**Texte fourni:**
Beaucoup d’observateurs n’ont pas vu les provocations américaines que nous venons de relater. Celles-ci n’ont jamais été rapportées dans les médias grand public. En ce qui concerne les relations internationales, les médias mainstream ne sont que des relais de diffusion de la politique de leur pays, laquelle n’est que la politique de l’hégémon étatsunien. Il n’y a pas de journalisme d’enquête en matière de géopolitique au sein de ces médias. Les reporters envoyés, là où il y a des conflits ne font que rapporter des évènements interprétés et faussés selon les aprioris, les récits et les grilles de perception créés par l’impérialisme étatsunien pour promouvoir sa politique. Ainsi, les nouvelles au sujet de l’Ukraine ne sont parvenues aux citoyens occidentaux que lorsque Moscou a rassemblé ses troupes à proximité de la frontière ukrainienne. Lorsque les Russes sont intervenus, l’invasion a été en première page des journaux et en première place dans les bulletins de nouvelles. Les citoyens occidentaux ont ainsi cru la propagande américaine affirmant qu’il s’agissait d’une agression non provoquée. Ils ont alors attribué à Poutine des visées impérialistes et même la volonté de reconstituer l’Union soviétique.

**Objectif:**
Indiquez si chacune des affirmations suivantes concorde avec le texte fourni, en répondant par oui ou par non et en citant les mots du texte qui tranchent. (a) Les provocations américaines ont été rapportées dans les médias grand public. (b) Les nouvelles au sujet de l’Ukraine ne sont parvenues aux citoyens occidentaux que lorsque Moscou a rassemblé ses troupes près de la frontière ukrainienne. (c) Les médias mainstream pratiquent le journalisme d’enquête en matière de géopolitique.

[Entrées de placement de points]

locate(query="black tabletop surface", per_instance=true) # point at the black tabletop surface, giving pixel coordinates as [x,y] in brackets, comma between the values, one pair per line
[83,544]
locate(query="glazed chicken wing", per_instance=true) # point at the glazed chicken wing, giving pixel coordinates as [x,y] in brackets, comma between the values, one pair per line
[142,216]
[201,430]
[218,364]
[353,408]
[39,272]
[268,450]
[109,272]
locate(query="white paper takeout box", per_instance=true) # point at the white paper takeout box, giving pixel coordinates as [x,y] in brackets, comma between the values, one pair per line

**Corrigé:**
(a) Non : « Celles-ci n’ont jamais été rapportées dans les médias grand public. »
(b) Oui : « les nouvelles au sujet de l’Ukraine ne sont parvenues aux citoyens occidentaux que lorsque Moscou a rassemblé ses troupes à proximité de la frontière ukrainienne. »
(c) Non : « Il n’y a pas de journalisme d’enquête en matière de géopolitique au sein de ces médias. »